Task description
Retype all the records below exactly as they are, with no image carried over.
----- Raw data -----
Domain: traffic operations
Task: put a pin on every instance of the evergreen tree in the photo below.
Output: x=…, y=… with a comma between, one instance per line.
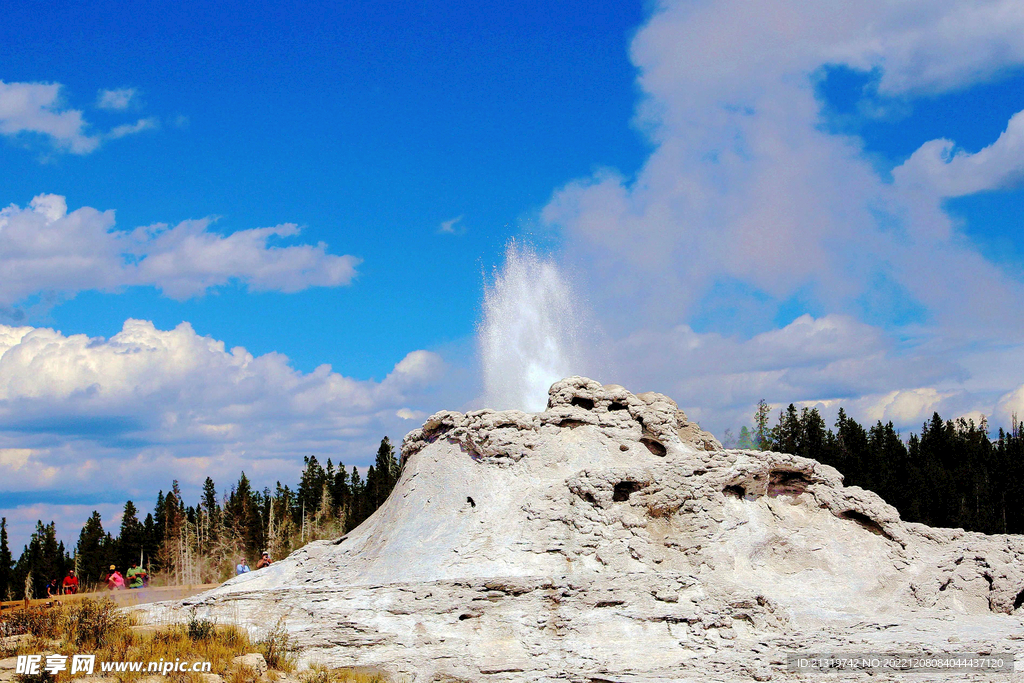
x=762, y=431
x=242, y=516
x=92, y=551
x=131, y=540
x=6, y=563
x=310, y=489
x=386, y=470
-----
Result for this exercise
Domain: traffic operations
Task: put a pin on every instance of the evergreen tree in the photo below.
Output: x=…, y=… with a comma between, one instance per line.
x=762, y=431
x=242, y=516
x=92, y=551
x=131, y=540
x=6, y=563
x=310, y=489
x=386, y=470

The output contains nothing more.